● **Work instructions**: Output all of the listing below, leaving every line unchanged.

● **Material for this task**:
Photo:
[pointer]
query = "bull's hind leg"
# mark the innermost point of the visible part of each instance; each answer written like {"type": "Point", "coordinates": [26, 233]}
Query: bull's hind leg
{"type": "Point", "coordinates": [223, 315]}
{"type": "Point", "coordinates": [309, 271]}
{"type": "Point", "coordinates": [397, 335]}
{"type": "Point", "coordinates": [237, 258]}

● **Exercise result**:
Photo:
[pointer]
query = "bull's hind leg"
# mark the innermost point of the visible part of each instance; each answer written like {"type": "Point", "coordinates": [26, 233]}
Query: bull's hind leg
{"type": "Point", "coordinates": [223, 315]}
{"type": "Point", "coordinates": [309, 271]}
{"type": "Point", "coordinates": [397, 335]}
{"type": "Point", "coordinates": [237, 258]}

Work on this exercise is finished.